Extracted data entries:

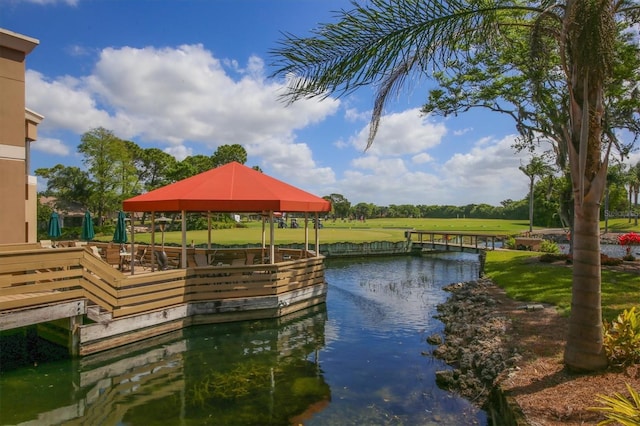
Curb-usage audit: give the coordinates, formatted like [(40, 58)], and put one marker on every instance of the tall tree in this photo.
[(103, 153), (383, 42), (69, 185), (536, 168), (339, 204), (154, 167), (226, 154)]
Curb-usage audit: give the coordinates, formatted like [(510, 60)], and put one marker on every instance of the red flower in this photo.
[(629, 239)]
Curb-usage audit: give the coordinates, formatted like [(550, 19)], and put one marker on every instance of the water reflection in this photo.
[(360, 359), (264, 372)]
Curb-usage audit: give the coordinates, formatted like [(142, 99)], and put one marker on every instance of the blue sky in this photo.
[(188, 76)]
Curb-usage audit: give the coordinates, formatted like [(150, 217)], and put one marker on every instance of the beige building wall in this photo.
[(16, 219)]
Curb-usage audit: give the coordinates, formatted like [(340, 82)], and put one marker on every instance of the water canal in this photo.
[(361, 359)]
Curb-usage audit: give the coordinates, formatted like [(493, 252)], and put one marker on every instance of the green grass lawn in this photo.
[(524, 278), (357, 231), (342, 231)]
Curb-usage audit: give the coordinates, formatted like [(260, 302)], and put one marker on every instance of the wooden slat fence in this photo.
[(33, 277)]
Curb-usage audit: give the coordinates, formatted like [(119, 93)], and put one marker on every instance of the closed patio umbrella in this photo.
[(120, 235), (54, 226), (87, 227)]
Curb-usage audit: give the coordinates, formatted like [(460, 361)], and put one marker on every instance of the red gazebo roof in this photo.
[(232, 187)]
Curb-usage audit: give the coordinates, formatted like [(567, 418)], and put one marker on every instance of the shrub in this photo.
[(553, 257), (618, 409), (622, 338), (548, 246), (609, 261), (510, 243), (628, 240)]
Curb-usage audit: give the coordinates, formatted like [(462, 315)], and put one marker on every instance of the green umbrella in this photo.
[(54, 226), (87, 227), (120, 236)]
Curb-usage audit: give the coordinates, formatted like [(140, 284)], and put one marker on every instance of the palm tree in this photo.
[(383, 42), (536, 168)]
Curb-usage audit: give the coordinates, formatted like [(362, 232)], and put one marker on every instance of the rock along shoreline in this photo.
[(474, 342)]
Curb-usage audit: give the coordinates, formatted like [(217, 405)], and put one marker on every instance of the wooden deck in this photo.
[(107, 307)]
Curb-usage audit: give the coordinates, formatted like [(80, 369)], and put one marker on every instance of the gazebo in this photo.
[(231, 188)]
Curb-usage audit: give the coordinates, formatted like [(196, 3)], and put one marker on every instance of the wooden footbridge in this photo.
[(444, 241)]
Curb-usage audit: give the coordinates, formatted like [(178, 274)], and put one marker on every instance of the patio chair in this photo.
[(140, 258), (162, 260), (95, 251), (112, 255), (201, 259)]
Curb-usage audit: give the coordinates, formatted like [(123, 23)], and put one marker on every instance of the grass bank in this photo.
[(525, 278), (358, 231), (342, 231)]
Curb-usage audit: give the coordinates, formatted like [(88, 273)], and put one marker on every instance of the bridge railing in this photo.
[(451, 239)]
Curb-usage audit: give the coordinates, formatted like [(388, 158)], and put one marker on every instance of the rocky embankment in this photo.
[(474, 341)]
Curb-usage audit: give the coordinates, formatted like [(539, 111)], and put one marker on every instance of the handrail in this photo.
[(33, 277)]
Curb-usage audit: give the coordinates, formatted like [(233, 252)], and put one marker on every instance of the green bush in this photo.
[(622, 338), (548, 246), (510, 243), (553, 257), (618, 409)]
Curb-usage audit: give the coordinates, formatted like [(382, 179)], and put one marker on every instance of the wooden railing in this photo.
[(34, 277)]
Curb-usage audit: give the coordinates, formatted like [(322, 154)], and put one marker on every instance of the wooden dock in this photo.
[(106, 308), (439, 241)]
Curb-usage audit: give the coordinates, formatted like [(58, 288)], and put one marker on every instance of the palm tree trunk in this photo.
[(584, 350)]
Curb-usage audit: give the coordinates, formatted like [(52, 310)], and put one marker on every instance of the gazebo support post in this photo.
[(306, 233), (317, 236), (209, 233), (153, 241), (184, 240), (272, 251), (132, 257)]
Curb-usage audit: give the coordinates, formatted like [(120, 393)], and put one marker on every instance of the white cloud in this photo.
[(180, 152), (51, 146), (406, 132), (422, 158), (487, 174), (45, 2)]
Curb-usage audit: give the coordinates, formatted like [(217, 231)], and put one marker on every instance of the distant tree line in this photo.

_ACTIVITY_. In the records above, find the line containing "handrail in this photo." and print it and every later line exactly, through the last one.

_WRITTEN SOLUTION_.
Curb-usage audit: give the coordinates, formatted like [(539, 111)], and put one marker on every instance of the handrail in this photo.
[(33, 277)]
Curb-usage audit: give the coordinates, formatted like [(233, 252)], and put one marker on every instance of the green bush in this photo.
[(622, 338), (548, 246), (510, 243), (553, 257), (618, 409)]
Curb-usage audit: give the coordinates, formatted like [(382, 179)], and put one marker on every instance of the wooden railing in this photo.
[(34, 277)]
Curb-usage audit: give the coordinates, formatted like [(322, 154)], and put one marker on every instance of the wooden dock in this photo.
[(106, 308), (439, 241)]
Curb-usage audit: give the coordinates, formatted like [(58, 288)], and put one marker on every instance of the palm tree trunk in this photo.
[(584, 350)]
Curb-usage audit: give the coordinates, formatted like [(52, 310)], and put one marker on every instance of the gazebo support post in this photo.
[(306, 233), (317, 236), (209, 233), (153, 241), (184, 240), (272, 251), (132, 257)]
Curb-usage audit: give the coordinates, formatted like [(120, 393)], and put one marker on every instance of the white cloud in this photo.
[(180, 152), (51, 146), (406, 132), (422, 158), (487, 174), (45, 2)]
Curb-usage audit: give the coordinates, formatted like [(217, 231)], and put one marker on every instance of the distant tree line in this photo.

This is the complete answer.